Dataset entries:
◇ ◇ ◇
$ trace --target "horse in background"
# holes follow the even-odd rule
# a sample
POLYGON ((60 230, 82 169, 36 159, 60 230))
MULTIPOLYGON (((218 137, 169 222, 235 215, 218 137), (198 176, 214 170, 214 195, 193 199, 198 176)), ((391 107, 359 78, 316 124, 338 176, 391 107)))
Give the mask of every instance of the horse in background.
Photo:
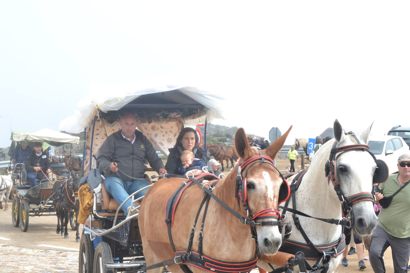
POLYGON ((326 143, 331 139, 332 139, 332 137, 330 137, 328 135, 328 136, 326 137, 326 138, 323 139, 323 143, 322 143, 322 144, 324 144, 325 143, 326 143))
POLYGON ((7 175, 0 176, 0 210, 3 209, 3 206, 2 203, 3 199, 4 199, 5 207, 4 211, 6 211, 9 209, 9 206, 7 205, 7 201, 9 199, 9 196, 10 196, 10 193, 13 188, 13 180, 11 179, 11 172, 7 170, 8 174, 7 175))
MULTIPOLYGON (((315 153, 309 169, 290 178, 285 176, 292 190, 291 197, 282 205, 282 212, 288 214, 286 219, 293 228, 284 240, 281 251, 291 254, 304 252, 310 265, 324 258, 329 266, 327 272, 333 272, 344 249, 344 236, 339 224, 343 221, 342 211, 349 222, 344 224, 351 225, 355 233, 360 236, 371 234, 377 222, 373 208, 372 183, 384 182, 388 171, 385 164, 375 161, 366 148, 371 127, 371 125, 360 135, 345 134, 336 120, 333 125, 335 138, 315 153), (341 210, 341 200, 343 201, 341 210), (330 223, 318 218, 292 214, 290 210, 284 212, 289 209, 325 220, 335 220, 330 223), (313 246, 319 248, 312 251, 313 246), (331 256, 335 257, 331 259, 331 256)), ((258 266, 271 271, 266 263, 271 262, 269 259, 260 259, 258 266)), ((295 269, 295 272, 299 271, 308 271, 295 269)))
POLYGON ((77 174, 81 172, 81 158, 71 154, 64 154, 62 162, 66 165, 66 169, 69 169, 73 179, 77 179, 77 174))
POLYGON ((301 148, 305 151, 305 159, 308 159, 310 161, 310 160, 309 158, 309 153, 308 153, 308 143, 309 142, 307 138, 295 138, 295 144, 294 144, 295 146, 295 149, 297 151, 300 148, 301 148))
POLYGON ((226 167, 229 167, 229 161, 231 162, 231 167, 233 168, 234 162, 239 158, 236 154, 236 151, 233 146, 225 146, 223 145, 213 145, 207 147, 211 155, 214 157, 216 160, 219 161, 222 166, 222 171, 225 169, 223 168, 223 160, 226 161, 226 167))
MULTIPOLYGON (((171 199, 170 196, 180 187, 181 182, 187 179, 163 178, 154 183, 144 197, 138 217, 147 265, 186 253, 196 258, 199 256, 202 260, 211 260, 211 257, 214 258, 210 263, 207 263, 207 264, 204 265, 211 267, 207 270, 210 272, 214 268, 212 268, 215 262, 214 258, 223 261, 216 261, 218 264, 223 264, 217 266, 219 268, 231 266, 226 265, 226 263, 235 263, 233 269, 237 270, 235 272, 248 272, 256 262, 257 241, 258 251, 267 255, 275 254, 282 243, 278 227, 274 225, 280 224, 280 216, 278 217, 275 214, 276 208, 280 199, 288 196, 289 186, 273 166, 271 158, 276 158, 291 128, 263 150, 250 147, 243 129, 238 129, 235 135, 235 147, 241 158, 241 167, 237 165, 217 183, 213 180, 199 187, 197 184, 188 187, 193 181, 185 182, 188 185, 185 187, 186 194, 178 198, 178 208, 171 210, 170 211, 173 212, 168 216, 164 213, 166 204, 158 201, 171 199), (241 181, 241 178, 238 180, 238 177, 241 175, 244 178, 241 181), (204 194, 203 189, 208 185, 212 185, 209 188, 213 189, 212 195, 225 204, 229 211, 221 205, 219 201, 211 198, 210 195, 204 194), (205 199, 203 199, 203 197, 205 199), (201 199, 203 201, 200 204, 201 199), (206 206, 205 208, 203 205, 206 206), (196 221, 196 216, 197 219, 202 219, 202 224, 198 223, 196 232, 196 224, 194 228, 192 226, 192 223, 196 221), (164 225, 164 218, 167 217, 171 217, 172 220, 170 219, 167 224, 164 225), (242 223, 246 222, 245 219, 249 221, 250 219, 258 222, 252 230, 242 223), (262 225, 262 222, 264 224, 262 225), (189 242, 190 234, 191 239, 189 242)), ((201 268, 198 269, 192 262, 189 261, 182 263, 194 273, 205 272, 201 268)), ((180 265, 170 264, 166 269, 173 273, 180 273, 182 270, 180 265)), ((160 273, 162 269, 160 267, 147 272, 160 273)))
POLYGON ((80 241, 78 232, 79 225, 77 221, 80 205, 75 193, 78 192, 79 182, 78 179, 70 177, 66 178, 64 180, 57 180, 53 185, 52 193, 53 204, 57 214, 57 233, 61 233, 61 235, 63 236, 64 230, 64 238, 68 238, 68 233, 67 231, 67 225, 70 221, 68 214, 71 211, 73 210, 75 215, 75 241, 77 243, 79 243, 80 241))

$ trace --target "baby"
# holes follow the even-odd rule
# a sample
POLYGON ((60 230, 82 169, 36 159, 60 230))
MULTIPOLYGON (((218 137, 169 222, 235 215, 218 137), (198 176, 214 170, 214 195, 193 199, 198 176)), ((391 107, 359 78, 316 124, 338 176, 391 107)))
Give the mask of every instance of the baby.
POLYGON ((202 167, 206 167, 206 164, 201 159, 195 158, 192 152, 185 150, 181 153, 181 161, 182 163, 178 164, 178 174, 185 174, 187 172, 192 170, 202 171, 202 167))

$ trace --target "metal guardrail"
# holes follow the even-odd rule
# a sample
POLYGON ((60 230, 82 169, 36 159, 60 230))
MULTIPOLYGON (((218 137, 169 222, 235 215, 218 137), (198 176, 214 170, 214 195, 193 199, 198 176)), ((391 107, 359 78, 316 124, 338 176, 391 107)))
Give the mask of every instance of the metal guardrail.
POLYGON ((10 164, 10 160, 7 160, 5 161, 0 161, 0 168, 5 168, 9 167, 10 164))
MULTIPOLYGON (((280 150, 279 151, 279 153, 287 153, 287 152, 288 152, 288 151, 289 151, 289 148, 283 148, 283 149, 280 149, 280 150)), ((299 154, 303 153, 303 154, 304 154, 305 151, 303 151, 303 149, 299 149, 298 150, 298 153, 299 153, 299 154)), ((164 156, 164 154, 162 153, 161 153, 160 151, 157 151, 157 154, 158 155, 158 156, 164 156)), ((80 155, 78 156, 80 156, 80 157, 82 157, 82 155, 80 155)), ((9 164, 10 164, 10 160, 6 160, 5 161, 0 161, 0 168, 6 168, 6 167, 9 167, 9 164)))

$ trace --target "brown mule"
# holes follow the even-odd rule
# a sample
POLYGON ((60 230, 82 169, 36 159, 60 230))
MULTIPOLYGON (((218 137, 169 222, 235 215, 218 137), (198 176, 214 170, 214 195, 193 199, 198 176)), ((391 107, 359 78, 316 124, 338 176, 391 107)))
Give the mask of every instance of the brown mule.
MULTIPOLYGON (((269 158, 266 161, 271 161, 271 158, 275 158, 291 128, 268 148, 262 151, 249 146, 243 129, 239 129, 235 134, 235 147, 237 154, 241 161, 245 162, 242 165, 243 169, 240 169, 239 173, 245 178, 242 181, 246 190, 245 191, 246 203, 250 210, 255 213, 255 217, 267 208, 271 211, 277 208, 280 188, 282 184, 286 183, 287 185, 287 183, 284 181, 277 169, 270 163, 264 164, 262 160, 255 161, 253 158, 264 157, 269 158), (265 156, 261 157, 260 153, 265 156), (249 161, 251 163, 247 165, 247 162, 249 161)), ((212 192, 243 219, 249 219, 246 218, 246 212, 242 204, 238 206, 235 197, 235 193, 237 192, 235 185, 240 165, 237 164, 232 171, 220 180, 212 192)), ((138 221, 147 266, 173 259, 175 256, 170 243, 167 226, 164 221, 166 203, 181 185, 181 182, 187 180, 175 178, 160 179, 151 187, 144 197, 138 221)), ((207 182, 209 184, 212 183, 207 182)), ((204 185, 207 186, 205 183, 204 185)), ((173 241, 177 251, 184 251, 187 249, 193 224, 204 195, 200 187, 193 185, 180 196, 178 208, 173 214, 171 229, 173 241)), ((240 195, 243 196, 243 194, 240 195)), ((255 242, 252 239, 249 227, 242 223, 212 198, 211 198, 207 208, 203 233, 199 232, 204 210, 203 208, 198 214, 200 222, 196 226, 198 230, 195 232, 192 241, 193 251, 196 251, 198 248, 199 234, 200 233, 203 235, 202 250, 204 256, 224 262, 249 261, 255 258, 255 242)), ((266 218, 260 221, 275 222, 271 221, 275 220, 273 217, 266 218)), ((276 220, 280 218, 280 216, 276 220)), ((255 219, 255 218, 253 219, 255 219)), ((269 224, 262 226, 259 223, 260 225, 255 226, 259 249, 266 255, 273 255, 282 244, 282 237, 278 227, 269 224)), ((192 265, 187 266, 194 273, 205 271, 192 265)), ((167 269, 173 273, 182 272, 179 265, 175 264, 169 265, 167 269)), ((148 271, 159 273, 162 270, 160 267, 148 271)))
POLYGON ((230 160, 231 167, 233 168, 234 161, 236 162, 238 160, 238 156, 233 146, 212 145, 208 146, 207 149, 211 155, 222 165, 222 171, 223 171, 225 169, 223 168, 223 160, 226 160, 227 168, 229 166, 228 160, 230 160))

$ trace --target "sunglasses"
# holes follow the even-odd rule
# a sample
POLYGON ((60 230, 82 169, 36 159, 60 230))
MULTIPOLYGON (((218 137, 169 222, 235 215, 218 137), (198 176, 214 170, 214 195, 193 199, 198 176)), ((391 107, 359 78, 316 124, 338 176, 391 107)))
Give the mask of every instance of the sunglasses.
POLYGON ((404 167, 405 166, 407 166, 409 168, 410 168, 410 163, 399 163, 399 165, 401 167, 404 167))

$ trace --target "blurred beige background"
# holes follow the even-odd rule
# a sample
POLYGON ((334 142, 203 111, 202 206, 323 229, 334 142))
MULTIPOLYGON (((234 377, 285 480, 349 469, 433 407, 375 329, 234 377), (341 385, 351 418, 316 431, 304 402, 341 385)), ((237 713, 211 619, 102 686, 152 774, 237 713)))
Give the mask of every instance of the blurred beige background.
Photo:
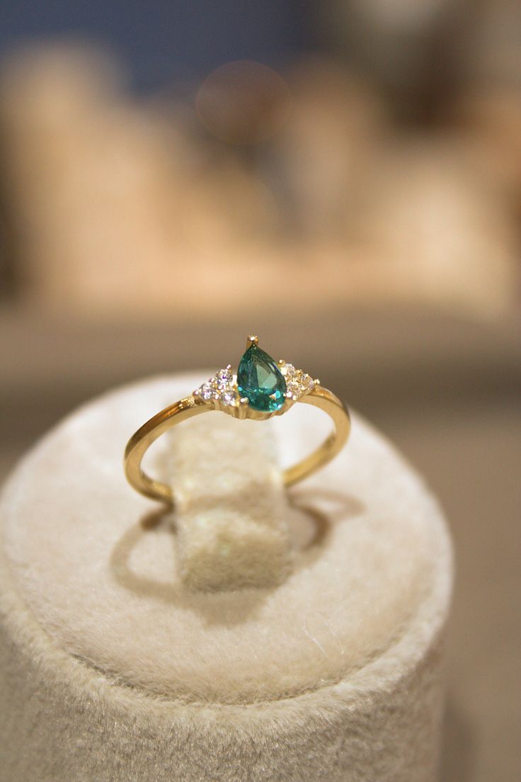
◇ ◇ ◇
Your instructions
Count the lines in the records above that contain the word "instance". Give only the number.

Written answer
6